Текст для изучения:
• • • •

Здесь, пожалуй, необходимо сделать заявление, которое не понадобилось бы в условиях более беспристрастного дискурса. В этой книге вы не встретитесь с отрицанием того факта, что в Европе и других местах правые экстремисты отнюдь не редкость. К сожалению, в европейских обществах есть и скинхеды, и неонацисты, и время от времени они учиняют акты вандализма. Более того, группы, способные сыграть конструктивную роль в привлечении внимания к мнениям, не представленным парламентскими партиями и не поддерживаемым насаждающими политкорректность органами правопорядка, включают порой крайне неприятных господ. Немецкая Национал-демократическая партия (НДП), пожалуй, поднимает полезные вопросы о последствиях исламской иммиграции и об эксцессах антинационалистической политики, которых респектабельные партии предпочитают не касаться, но ее исторический багаж не может не тревожить. В речах председателя НДП Удо Войта после внушительного успеха его партии, набравшей в сентябре 2004 года на выборах в Саксонии 10% голосов избирателей, содержались тревожащие упоминания о Гитлере как о «великом государственном муже».
Но эта книга пытается подчеркнуть, что восхождение к власти постмарксистских левых заблокировало демократический протест и возможность автокоррекции политики, если в этой автокоррекции усматривают отсутствие политкорректности. В результате по мере того, как правоцентристские и левоцентристские партии движутся к требуемому современной политической культурой мулькультурному и постнационалистическому консенсусу, оппозиционным силам приходится искать другие выходы. И может оказаться так, что основание для возбуждения обоснованного протеста против ограничений свободы слова могут дать морально скомпрометированные партии.

• • • •

Данные локализации: одна точка на каждый объект:
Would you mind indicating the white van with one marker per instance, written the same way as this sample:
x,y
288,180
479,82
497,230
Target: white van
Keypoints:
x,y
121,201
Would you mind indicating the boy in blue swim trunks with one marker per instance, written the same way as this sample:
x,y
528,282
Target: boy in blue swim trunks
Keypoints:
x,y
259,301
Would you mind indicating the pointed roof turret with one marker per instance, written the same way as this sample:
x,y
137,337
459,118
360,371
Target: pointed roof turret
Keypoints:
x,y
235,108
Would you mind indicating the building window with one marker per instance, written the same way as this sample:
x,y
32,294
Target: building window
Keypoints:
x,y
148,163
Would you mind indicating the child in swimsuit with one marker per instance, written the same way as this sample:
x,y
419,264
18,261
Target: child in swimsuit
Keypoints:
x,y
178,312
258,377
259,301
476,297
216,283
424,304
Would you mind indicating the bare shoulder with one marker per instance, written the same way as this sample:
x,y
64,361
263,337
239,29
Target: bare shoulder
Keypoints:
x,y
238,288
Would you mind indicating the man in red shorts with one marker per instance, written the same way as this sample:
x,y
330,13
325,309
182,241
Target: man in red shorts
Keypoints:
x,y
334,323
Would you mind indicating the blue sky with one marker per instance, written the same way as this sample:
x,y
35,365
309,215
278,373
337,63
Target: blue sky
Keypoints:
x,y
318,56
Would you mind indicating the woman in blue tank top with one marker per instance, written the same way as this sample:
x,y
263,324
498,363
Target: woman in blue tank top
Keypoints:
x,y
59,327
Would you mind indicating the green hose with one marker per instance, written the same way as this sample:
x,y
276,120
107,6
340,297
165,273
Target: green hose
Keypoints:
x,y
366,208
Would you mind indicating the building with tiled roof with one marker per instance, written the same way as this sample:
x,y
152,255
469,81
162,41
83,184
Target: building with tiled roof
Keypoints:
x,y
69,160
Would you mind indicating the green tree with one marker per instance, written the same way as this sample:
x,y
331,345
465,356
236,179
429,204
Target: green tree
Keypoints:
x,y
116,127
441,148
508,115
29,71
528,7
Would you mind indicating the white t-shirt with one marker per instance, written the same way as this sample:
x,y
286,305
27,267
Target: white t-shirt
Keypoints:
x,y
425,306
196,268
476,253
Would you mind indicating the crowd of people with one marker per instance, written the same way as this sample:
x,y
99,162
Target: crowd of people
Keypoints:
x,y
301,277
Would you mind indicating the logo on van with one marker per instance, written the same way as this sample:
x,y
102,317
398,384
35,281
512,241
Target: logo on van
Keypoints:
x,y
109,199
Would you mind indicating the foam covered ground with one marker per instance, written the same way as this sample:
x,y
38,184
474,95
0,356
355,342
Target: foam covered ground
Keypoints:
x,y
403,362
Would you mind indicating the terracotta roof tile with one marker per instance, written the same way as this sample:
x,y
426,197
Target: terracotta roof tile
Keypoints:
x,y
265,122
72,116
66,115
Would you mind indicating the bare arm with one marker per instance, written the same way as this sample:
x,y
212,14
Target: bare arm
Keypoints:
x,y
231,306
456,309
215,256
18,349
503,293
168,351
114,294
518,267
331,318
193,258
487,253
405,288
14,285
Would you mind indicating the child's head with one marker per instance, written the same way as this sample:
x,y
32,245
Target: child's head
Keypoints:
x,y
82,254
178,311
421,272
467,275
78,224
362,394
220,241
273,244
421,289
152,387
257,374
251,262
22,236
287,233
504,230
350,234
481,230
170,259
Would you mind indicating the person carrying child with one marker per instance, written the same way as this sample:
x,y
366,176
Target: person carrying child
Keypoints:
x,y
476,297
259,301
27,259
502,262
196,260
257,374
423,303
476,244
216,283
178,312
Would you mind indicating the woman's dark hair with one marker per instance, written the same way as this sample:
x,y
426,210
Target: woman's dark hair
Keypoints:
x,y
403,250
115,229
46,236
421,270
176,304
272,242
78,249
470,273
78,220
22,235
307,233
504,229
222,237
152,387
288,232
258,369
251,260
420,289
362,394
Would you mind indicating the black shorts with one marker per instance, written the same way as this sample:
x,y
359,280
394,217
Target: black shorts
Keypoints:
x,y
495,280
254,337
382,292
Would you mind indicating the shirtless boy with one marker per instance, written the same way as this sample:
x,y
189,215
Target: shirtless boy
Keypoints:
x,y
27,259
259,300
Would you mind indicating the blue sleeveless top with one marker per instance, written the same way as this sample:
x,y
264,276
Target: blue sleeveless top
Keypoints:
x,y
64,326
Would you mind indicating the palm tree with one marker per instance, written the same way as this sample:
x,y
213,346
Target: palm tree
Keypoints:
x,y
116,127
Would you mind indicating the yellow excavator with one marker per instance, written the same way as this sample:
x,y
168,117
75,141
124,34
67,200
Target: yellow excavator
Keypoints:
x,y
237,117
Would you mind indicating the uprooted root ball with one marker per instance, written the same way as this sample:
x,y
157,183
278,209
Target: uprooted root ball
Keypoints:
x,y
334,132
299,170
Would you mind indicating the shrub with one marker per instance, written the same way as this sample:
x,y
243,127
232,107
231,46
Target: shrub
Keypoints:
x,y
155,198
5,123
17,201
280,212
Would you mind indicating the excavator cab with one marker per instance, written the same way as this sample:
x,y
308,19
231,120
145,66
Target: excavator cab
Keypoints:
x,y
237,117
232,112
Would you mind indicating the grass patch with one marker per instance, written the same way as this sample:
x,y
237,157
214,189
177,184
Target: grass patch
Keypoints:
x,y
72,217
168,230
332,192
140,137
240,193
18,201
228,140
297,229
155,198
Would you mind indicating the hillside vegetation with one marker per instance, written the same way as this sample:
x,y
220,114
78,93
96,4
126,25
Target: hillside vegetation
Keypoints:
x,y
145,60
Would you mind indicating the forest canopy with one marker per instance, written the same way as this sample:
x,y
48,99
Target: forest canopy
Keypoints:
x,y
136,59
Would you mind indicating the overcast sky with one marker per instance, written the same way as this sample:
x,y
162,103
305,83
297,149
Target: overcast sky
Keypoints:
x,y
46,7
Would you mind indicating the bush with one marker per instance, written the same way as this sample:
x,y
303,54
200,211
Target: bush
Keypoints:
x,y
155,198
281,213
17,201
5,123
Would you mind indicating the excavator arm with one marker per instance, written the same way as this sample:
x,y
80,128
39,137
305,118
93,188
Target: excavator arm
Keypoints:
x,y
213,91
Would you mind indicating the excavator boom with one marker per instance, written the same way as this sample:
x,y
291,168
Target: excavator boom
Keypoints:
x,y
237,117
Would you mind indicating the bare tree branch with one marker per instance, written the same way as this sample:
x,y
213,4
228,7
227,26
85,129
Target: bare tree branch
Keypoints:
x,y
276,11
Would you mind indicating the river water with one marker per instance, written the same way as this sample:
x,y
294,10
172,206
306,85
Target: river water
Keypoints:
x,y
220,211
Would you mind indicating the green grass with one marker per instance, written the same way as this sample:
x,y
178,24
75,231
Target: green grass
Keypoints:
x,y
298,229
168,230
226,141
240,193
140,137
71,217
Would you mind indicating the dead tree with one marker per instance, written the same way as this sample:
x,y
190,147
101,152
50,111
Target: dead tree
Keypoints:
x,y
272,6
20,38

• • • •

Задания для выполнения:
a – Перепишите из текста о правых экстремистах отрывок от слов «Но эта книга» до слов «морально скомпрометированные партии.».
b – Как передать списком главные положения абзаца текста о правых экстремистах, который начинается словами «Но эта книга пытается подчеркнуть»?
Записи для этой работы не нужны.

Ответы по номерам:
a –
Но эта книга пытается подчеркнуть, что восхождение к власти постмарксистских левых заблокировало демократический протест и возможность автокоррекции политики, если в этой автокоррекции усматривают отсутствие политкорректности. В результате по мере того, как правоцентристские и левоцентристские партии движутся к требуемому современной политической культурой мулькультурному и постнационалистическому консенсусу, оппозиционным силам приходится искать другие выходы. И может оказаться так, что основание для возбуждения обоснованного протеста против ограничений свободы слова могут дать морально скомпрометированные партии.

b –
- Приход к власти постмарксистских левых заблокировал демократический протест и возможность автокоррекции политики, если в ней видят отсутствие политкорректности.
- Правоцентристские и левоцентристские партии движутся к мультикультурному и постнационалистическому консенсусу, которого требует современная политическая культура.
- Поэтому оппозиционным силам приходится искать другие выходы.
- Основание для обоснованного протеста против ограничений свободы слова могут дать морально скомпрометированные партии.